begin
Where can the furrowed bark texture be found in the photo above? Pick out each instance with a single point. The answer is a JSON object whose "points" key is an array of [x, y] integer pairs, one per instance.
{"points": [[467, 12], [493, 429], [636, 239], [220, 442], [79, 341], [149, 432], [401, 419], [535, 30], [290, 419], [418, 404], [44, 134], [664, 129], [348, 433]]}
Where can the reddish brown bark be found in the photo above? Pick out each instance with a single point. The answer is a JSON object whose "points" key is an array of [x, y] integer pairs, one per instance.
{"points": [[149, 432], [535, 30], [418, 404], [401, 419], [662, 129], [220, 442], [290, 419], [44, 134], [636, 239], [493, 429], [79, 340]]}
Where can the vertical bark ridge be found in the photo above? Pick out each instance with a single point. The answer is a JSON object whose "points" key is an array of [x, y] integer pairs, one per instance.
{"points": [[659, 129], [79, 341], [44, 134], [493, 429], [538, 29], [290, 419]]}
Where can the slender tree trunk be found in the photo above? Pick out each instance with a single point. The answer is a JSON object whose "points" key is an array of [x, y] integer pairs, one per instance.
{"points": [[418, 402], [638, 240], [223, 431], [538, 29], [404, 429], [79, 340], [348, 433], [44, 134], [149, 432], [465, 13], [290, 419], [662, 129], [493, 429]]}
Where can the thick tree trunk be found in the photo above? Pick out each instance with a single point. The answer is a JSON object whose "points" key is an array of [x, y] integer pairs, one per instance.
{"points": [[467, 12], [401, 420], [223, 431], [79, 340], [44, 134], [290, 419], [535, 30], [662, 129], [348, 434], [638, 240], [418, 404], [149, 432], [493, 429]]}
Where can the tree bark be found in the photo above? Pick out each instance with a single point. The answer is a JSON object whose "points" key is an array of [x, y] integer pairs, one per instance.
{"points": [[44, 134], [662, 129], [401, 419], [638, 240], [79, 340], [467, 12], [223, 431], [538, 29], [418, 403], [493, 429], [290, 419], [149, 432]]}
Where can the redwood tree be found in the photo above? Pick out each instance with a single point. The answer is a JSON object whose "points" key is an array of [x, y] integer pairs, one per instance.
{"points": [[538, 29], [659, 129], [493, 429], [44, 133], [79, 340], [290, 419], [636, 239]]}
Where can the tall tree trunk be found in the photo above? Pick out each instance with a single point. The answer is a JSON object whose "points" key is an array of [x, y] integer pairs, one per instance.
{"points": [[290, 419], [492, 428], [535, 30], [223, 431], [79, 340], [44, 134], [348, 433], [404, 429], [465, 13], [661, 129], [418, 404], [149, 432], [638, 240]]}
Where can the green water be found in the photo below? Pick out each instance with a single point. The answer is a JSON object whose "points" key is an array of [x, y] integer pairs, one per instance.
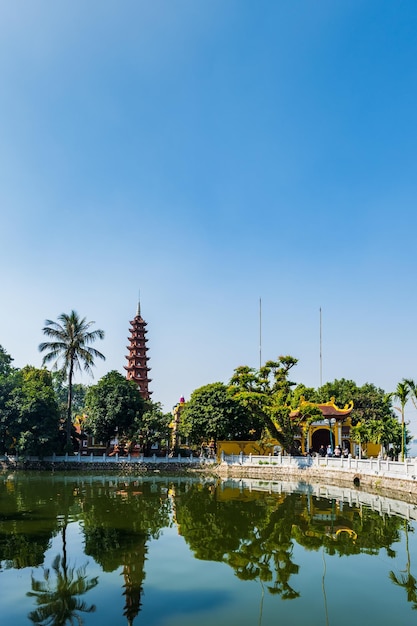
{"points": [[180, 552]]}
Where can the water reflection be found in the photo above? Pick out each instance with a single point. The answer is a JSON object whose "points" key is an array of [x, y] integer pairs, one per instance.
{"points": [[262, 532]]}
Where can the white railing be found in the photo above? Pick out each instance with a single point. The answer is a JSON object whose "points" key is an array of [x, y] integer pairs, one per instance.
{"points": [[377, 467], [104, 458]]}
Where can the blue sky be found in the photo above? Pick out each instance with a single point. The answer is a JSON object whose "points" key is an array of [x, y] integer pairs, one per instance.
{"points": [[209, 154]]}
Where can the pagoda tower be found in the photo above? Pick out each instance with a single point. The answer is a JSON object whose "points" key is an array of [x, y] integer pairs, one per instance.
{"points": [[137, 359]]}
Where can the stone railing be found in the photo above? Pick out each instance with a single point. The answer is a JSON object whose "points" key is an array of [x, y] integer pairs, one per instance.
{"points": [[103, 458], [406, 470]]}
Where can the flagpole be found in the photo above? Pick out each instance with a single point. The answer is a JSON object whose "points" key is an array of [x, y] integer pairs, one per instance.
{"points": [[321, 354], [260, 333]]}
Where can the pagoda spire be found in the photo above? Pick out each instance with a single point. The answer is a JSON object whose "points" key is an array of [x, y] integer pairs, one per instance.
{"points": [[137, 360]]}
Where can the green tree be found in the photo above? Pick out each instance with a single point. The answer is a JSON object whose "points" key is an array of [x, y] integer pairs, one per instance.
{"points": [[402, 394], [267, 394], [113, 405], [10, 378], [70, 345], [32, 424], [151, 427], [212, 413], [5, 362]]}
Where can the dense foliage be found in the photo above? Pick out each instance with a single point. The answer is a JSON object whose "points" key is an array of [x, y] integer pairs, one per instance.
{"points": [[112, 405], [70, 346], [213, 413]]}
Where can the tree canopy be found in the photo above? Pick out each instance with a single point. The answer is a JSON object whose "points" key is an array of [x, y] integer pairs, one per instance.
{"points": [[213, 413], [112, 406], [70, 346]]}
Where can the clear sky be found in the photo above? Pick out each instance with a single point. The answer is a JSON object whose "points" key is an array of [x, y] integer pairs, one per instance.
{"points": [[208, 154]]}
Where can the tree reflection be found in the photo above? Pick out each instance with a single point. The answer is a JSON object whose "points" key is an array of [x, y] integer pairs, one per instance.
{"points": [[117, 527], [255, 532], [58, 596], [406, 580]]}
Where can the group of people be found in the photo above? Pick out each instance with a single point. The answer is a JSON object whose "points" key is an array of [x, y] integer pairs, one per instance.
{"points": [[338, 452]]}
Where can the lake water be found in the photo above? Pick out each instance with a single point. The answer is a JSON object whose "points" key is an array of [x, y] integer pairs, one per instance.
{"points": [[171, 551]]}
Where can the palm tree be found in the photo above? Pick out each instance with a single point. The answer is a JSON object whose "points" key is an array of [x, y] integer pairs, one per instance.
{"points": [[59, 599], [406, 580], [70, 345], [402, 393]]}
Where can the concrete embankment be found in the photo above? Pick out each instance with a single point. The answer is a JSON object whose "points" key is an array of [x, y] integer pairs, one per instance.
{"points": [[396, 488], [393, 487]]}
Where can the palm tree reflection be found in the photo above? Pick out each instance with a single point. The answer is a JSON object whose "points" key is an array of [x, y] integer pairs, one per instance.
{"points": [[58, 595], [406, 580]]}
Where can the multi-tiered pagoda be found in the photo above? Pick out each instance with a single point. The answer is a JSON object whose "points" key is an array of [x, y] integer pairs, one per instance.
{"points": [[137, 367]]}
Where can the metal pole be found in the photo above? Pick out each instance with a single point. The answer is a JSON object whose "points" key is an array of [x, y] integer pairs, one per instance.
{"points": [[321, 356], [260, 333]]}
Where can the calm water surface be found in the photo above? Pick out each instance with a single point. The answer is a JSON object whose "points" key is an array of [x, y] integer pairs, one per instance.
{"points": [[180, 552]]}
end
Reproduce the entries above without change, omitting all pictures.

● **Answer for the task**
Where can the furrowed bark texture be found in the photo above? Pick out each instance with a single point. The answer is a JSON object whose "points" key is an array of [x, y] integer pairs, one per instance.
{"points": [[467, 12], [493, 429], [636, 239], [220, 442], [79, 341], [149, 432], [401, 419], [535, 30], [290, 419], [418, 404], [44, 134], [664, 129], [348, 433]]}
Where can the reddish brown bark be found in the photo above? Pick out each instance with a single point. The answer is a JSON object whose "points" key is an array of [x, y] integer pairs, one per instance.
{"points": [[149, 432], [535, 30], [418, 404], [401, 419], [662, 129], [220, 442], [290, 419], [44, 134], [636, 239], [493, 429], [79, 340]]}
Where can the vertical bark ridge be found in the photo above? Pick out each instance with a single point. The answer is a JSON object whose "points" key is an array of [x, y] integer pairs, one per instance.
{"points": [[659, 129], [79, 341], [44, 134], [493, 429], [538, 29], [290, 419]]}
Where can the slender tree trunk be found in the photo above? Pick out each instance with a single point. The answer is a JSON object whose "points" key is an array of [x, y] integer pairs, one per instance.
{"points": [[418, 402], [638, 240], [223, 431], [538, 29], [404, 429], [79, 340], [348, 433], [44, 134], [149, 432], [465, 13], [290, 419], [662, 129], [493, 429]]}
Where can the thick tree trunk be found in the photo above? Pick out each instance with a single point. The answer is a JSON object whose "points" key is an array of [x, y] integer pairs, one per instance.
{"points": [[467, 12], [401, 420], [223, 431], [79, 340], [44, 134], [290, 419], [535, 30], [662, 129], [348, 434], [638, 240], [418, 404], [149, 432], [493, 429]]}
Where can the tree bark be found in the photo above? Pick out each instance with a single point. The answer is a JSON object whose "points" key is an array of [x, y] integer pairs, one per instance.
{"points": [[44, 134], [662, 129], [401, 419], [638, 240], [79, 340], [467, 12], [223, 431], [538, 29], [418, 403], [493, 429], [290, 419], [149, 432]]}
Where can the redwood tree be found in the photo above? Pick out each instance with a single point. The answer is a JSON object whose "points" key is an array of [x, y] integer pairs, one per instance.
{"points": [[538, 29], [659, 129], [493, 429], [44, 133], [79, 340], [290, 419], [636, 239]]}
Where can the tall tree trunk be found in the photo above? Pick out each instance with a single point. The answer is a JSON object whose "points" key is an array of [x, y] integer pairs, one per instance.
{"points": [[290, 419], [492, 428], [535, 30], [223, 431], [79, 340], [44, 134], [348, 433], [404, 429], [465, 13], [661, 129], [418, 404], [149, 432], [638, 240]]}
Where can the green water be found in the photo below? Pick out each instance with a single point. The answer is a JSON object whose "points" key is an array of [x, y] integer pairs, one per instance.
{"points": [[180, 552]]}
Where can the water reflection be found in the photo above? Pick out each instance with a single point. The answer is a JSON object whose "points" key is an array of [x, y] integer pairs, one per instance.
{"points": [[262, 532]]}
Where can the white railing be found in the photo above? Pick out each instance with a single point. The answer is a JSON object whose "points" key is an array of [x, y] integer pairs, one per instance.
{"points": [[377, 467], [104, 458]]}
Where can the blue sky be found in the photo above? Pick out each instance with a single point. The answer is a JSON object whose "points" key is an array of [x, y] integer pairs, one per instance.
{"points": [[209, 154]]}
Where can the pagoda tower be found in the photo above? Pick out each instance with a single point. The answer is a JSON object whose "points" key is an array of [x, y] integer pairs, one per instance.
{"points": [[137, 359]]}
Where can the stone railing be found in the photo above? Pick out each instance with a single point. The answer is a JSON object whose "points" key is an array of [x, y] integer pairs, one per instance.
{"points": [[103, 458], [406, 470]]}
Where can the flagpole be found in the photo above? Pick out each instance with a single point. The answer is a JSON object whose "points" key is an array of [x, y] integer pairs, one per instance.
{"points": [[321, 354], [260, 333]]}
Where can the pagoda spire be found in the photo above? Pick out each instance with a single point. The answer is a JSON object whose "points" key is an array of [x, y] integer pairs, one per instance.
{"points": [[137, 360]]}
Where can the green tree be found in the photo above? Pick out each instance with a single point. The answer is a JSON object whose "points" key is an array of [x, y] integer pairs, one per instance.
{"points": [[402, 394], [267, 394], [113, 405], [10, 378], [70, 345], [32, 424], [151, 427], [212, 413], [5, 362]]}
Where can the dense foliage be found in the photo above? Pick out each instance with a single point. The answer is a JSON object whose "points" key is an array of [x, y] integer pairs, one per instance.
{"points": [[112, 405], [70, 346], [213, 413]]}
Where can the tree canopy be found in the photo above? Pick out each instance with a single point. The answer is a JSON object whose "points" key is an array of [x, y] integer pairs, one per instance.
{"points": [[213, 413], [112, 406], [70, 346]]}
Where can the clear sky be found in the photo above? Pick out each instance with a single point. The answer is a JSON object whose "points" key is an array of [x, y] integer pairs, one per instance.
{"points": [[208, 154]]}
Where can the tree reflection be found in the photo above? Pick out each instance with a single point. The answer is a JSON object whose "points" key is an array of [x, y] integer pairs, one per instance.
{"points": [[117, 527], [255, 532], [58, 596], [406, 580]]}
Where can the group of people be found in the photo above? Pick out each instance with a single point. The answer is a JSON object whose "points" key is an array of [x, y] integer pairs, one per instance.
{"points": [[338, 452]]}
Where can the lake water be found in the photo above? Pick out each instance with a single point. The answer is a JSON object whose "points" key is an array of [x, y] integer pairs, one per instance.
{"points": [[171, 551]]}
Where can the palm tree be found in the photo above? Pick out each instance with a single point. The answer is a JSON object whose "points" key is an array of [x, y] integer pairs, one per instance.
{"points": [[59, 599], [406, 580], [70, 345], [402, 393]]}
Where can the concrete embankment be found in the photo above? Pick out each instance with a single point. The answer is a JSON object whose "points" key is an array of [x, y] integer pairs, one per instance.
{"points": [[396, 488], [393, 487]]}
Where can the palm tree reflection be found in the photo above? Pick out each instance with a single point. The answer is a JSON object whose "points" key is an array of [x, y] integer pairs, one per instance.
{"points": [[58, 595], [406, 580]]}
Where can the multi-tiered pagoda be found in the photo above? Pick out each instance with a single point. The answer is a JSON object whose "points" key is an array of [x, y] integer pairs, one per instance.
{"points": [[137, 367]]}
Where can the metal pole be found in the photo above? Pick out each instance with a single point. The answer is a JSON object whose "points" key is an array of [x, y] integer pairs, one per instance.
{"points": [[321, 356], [260, 333]]}
Where can the calm water surface be found in the photo above? Pick out each instance with a single point. The answer is a JSON object whose "points" key is an array of [x, y] integer pairs, one per instance.
{"points": [[180, 552]]}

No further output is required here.